┏━━
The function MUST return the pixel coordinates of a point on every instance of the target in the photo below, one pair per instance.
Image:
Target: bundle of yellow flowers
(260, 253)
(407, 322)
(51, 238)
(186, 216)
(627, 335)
┗━━
AIM OF THE EXERCISE:
Set down every entry again, word for word.

ANSWER:
The function MUST return the pixel coordinates of a point on every instance of the target in the photo below, one pair per instance.
Image:
Target: bundle of yellow flowers
(260, 253)
(407, 322)
(51, 238)
(186, 216)
(627, 335)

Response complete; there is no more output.